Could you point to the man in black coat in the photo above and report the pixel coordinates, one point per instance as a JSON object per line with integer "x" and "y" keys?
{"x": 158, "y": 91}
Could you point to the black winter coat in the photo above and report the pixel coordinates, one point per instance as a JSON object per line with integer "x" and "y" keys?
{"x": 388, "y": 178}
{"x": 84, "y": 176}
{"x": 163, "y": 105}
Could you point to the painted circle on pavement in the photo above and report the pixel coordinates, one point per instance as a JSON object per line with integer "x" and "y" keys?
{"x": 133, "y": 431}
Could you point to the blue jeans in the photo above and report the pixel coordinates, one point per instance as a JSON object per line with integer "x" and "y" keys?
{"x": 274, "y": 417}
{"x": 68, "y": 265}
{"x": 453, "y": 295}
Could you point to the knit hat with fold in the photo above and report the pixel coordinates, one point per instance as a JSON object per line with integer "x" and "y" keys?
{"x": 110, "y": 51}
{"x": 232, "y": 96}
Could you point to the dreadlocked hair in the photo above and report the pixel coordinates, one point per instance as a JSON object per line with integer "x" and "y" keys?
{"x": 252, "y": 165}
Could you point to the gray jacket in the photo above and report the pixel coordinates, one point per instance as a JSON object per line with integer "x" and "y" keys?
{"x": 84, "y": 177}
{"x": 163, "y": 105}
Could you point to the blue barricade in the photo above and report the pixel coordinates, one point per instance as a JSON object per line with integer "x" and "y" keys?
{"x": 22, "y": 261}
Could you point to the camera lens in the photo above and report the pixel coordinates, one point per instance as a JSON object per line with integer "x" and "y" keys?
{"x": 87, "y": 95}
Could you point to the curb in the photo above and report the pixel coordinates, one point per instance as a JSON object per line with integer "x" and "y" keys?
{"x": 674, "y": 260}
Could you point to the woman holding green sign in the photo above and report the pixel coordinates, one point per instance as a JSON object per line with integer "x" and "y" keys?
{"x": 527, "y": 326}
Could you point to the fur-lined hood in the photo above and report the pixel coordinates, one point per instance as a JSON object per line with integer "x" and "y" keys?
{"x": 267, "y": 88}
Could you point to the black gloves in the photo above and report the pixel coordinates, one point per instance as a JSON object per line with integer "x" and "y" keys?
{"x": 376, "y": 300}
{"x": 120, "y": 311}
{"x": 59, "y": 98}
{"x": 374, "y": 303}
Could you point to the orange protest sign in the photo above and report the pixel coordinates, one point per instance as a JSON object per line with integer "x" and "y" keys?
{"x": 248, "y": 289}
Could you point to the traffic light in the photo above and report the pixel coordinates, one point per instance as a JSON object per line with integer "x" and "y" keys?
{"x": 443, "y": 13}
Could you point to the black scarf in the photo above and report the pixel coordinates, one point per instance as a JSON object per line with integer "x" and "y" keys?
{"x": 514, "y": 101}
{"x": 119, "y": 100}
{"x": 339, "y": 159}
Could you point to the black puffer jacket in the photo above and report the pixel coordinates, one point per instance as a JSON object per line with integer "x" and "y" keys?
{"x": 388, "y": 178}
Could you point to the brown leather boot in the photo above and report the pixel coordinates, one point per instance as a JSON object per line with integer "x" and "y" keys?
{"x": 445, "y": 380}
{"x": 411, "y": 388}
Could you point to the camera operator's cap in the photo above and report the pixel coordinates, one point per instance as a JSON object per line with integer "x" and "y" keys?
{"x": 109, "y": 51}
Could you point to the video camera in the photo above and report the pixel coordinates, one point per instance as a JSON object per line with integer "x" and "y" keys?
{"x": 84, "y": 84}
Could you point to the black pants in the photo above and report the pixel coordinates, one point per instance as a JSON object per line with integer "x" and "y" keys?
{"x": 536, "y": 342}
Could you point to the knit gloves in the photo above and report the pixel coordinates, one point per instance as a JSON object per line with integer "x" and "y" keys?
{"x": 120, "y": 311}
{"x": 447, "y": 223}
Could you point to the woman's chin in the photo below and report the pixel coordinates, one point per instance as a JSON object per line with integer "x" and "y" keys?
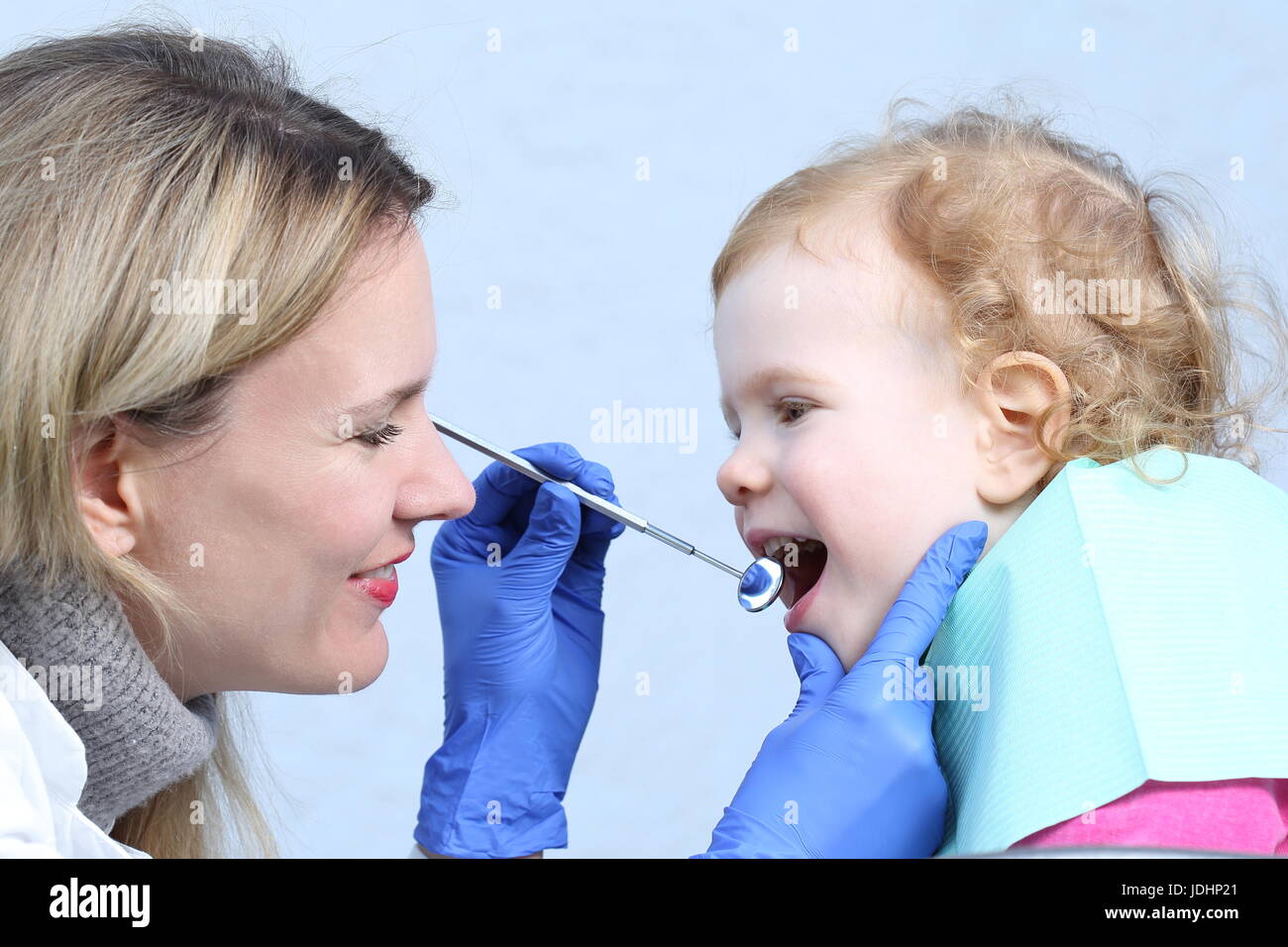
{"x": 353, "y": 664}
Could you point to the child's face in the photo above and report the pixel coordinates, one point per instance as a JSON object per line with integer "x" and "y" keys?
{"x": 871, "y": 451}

....

§ **Task to complete**:
Reproduce the records verbatim, omitting all images they contain.

§ **Final answer**:
Could you point to the man in black coat in the photo above and report the pixel coordinates, one point per instance as a JSON object per line with integer "x" and "y" keys?
{"x": 158, "y": 91}
Could you point to the black winter coat in the photo above and report the pixel coordinates, one point per instance as a JSON object per line with integer "x" and "y" keys?
{"x": 388, "y": 178}
{"x": 84, "y": 176}
{"x": 163, "y": 105}
Could you point to the painted circle on pavement in the photo above and report the pixel coordinates, one point per instance as a JSON object per line with integer "x" and "y" keys?
{"x": 133, "y": 431}
Could you point to the blue jeans in the photo above and report the pixel coordinates, one point per instance as a JSON object per line with integer "x" and "y" keys?
{"x": 274, "y": 417}
{"x": 68, "y": 265}
{"x": 453, "y": 295}
Could you point to the knit hat with fold in the photo above and report the pixel coordinates, one point per instance as a JSON object per line with integer "x" and "y" keys?
{"x": 110, "y": 51}
{"x": 232, "y": 96}
Could you point to the dreadlocked hair in the photo above and report the pixel coordinates, one point per instance as a JSON object per line with integer "x" and "y" keys?
{"x": 252, "y": 165}
Could you point to the gray jacket in the photo above and report the pixel coordinates, one point per instance as a JSON object per line with integer "x" and "y" keys?
{"x": 84, "y": 177}
{"x": 163, "y": 105}
Could you point to the blue barricade in the photo above and report the pixel coordinates, one point per instance as a JSON object per line with integer "x" and "y" keys?
{"x": 22, "y": 261}
Could you point to the camera lens in the photo above and report the pixel coordinates, one point per instance as a JSON object per line with integer "x" and "y" keys?
{"x": 87, "y": 95}
Could you point to the curb in the photo above and report the pixel coordinates, one point per instance as a JSON object per line with integer "x" and "y" keys?
{"x": 674, "y": 260}
Could you point to the woman holding green sign in the photo above and report the pixel coordinates, one point per instance as a JSON object per line with integer "x" and "y" keys?
{"x": 527, "y": 326}
Could you point to the fur-lined hood in the photo above and report the pixel coordinates, one point per instance as a JSON object per line with integer "x" and "y" keys?
{"x": 267, "y": 88}
Could you point to the black gloves in the photo above and report the pixel coordinates, one point per instance as a JSON object per line with integer "x" and "y" keys?
{"x": 376, "y": 300}
{"x": 120, "y": 311}
{"x": 59, "y": 98}
{"x": 374, "y": 303}
Could you point to the orange protest sign in the photo above and report the pixel coordinates, one point per instance as a JSON object per line with integer "x" and "y" keys?
{"x": 248, "y": 289}
Could you point to the traffic light in the photo above and report the pixel coordinates, one point per instance as a JSON object per line with integer "x" and "y" keys?
{"x": 443, "y": 13}
Could you point to the black scarf in the photo above and report the pixel coordinates, one point per instance as a JSON object per line with integer "x" and "y" keys?
{"x": 514, "y": 101}
{"x": 119, "y": 100}
{"x": 339, "y": 159}
Could you point to the black puffer jacket in the photo above and report the pixel coordinates, one point per instance as a JSON object per line with integer "x" and "y" keys?
{"x": 388, "y": 178}
Could you point to the brown leather boot in the photo above and report the pixel coordinates, one point per instance as a JSON object per line with integer "x" and "y" keys?
{"x": 445, "y": 380}
{"x": 411, "y": 388}
Could you point to the camera operator's cap in the photo above and report the pixel coordinates, one point per instance as a JSON object per line with integer "x" and "y" keys?
{"x": 109, "y": 51}
Could you point to the video camera in the photo above and report the pixel coordinates, one point per instance as a JSON object per line with integer "x" and "y" keys?
{"x": 84, "y": 84}
Could you point to the black pants in the photo above and report the pixel coordinates, one point per instance as a JSON object per line with integer "x" and "y" keys?
{"x": 536, "y": 342}
Could you point to the knit gloves in the photo above and report the pixel coordinates, one point per instance as a JSON object per line with integer "x" and "y" keys?
{"x": 120, "y": 311}
{"x": 447, "y": 223}
Could you point to the woman's chin in the photo below and report the pixel coordinates, one point per instance as a JSON object per line with integer "x" and "y" keys?
{"x": 353, "y": 664}
Could you point to the child's face in the photo above and report the pixel coordinates, one point per instance as a JSON object per line with integer "x" and "y" keys?
{"x": 871, "y": 451}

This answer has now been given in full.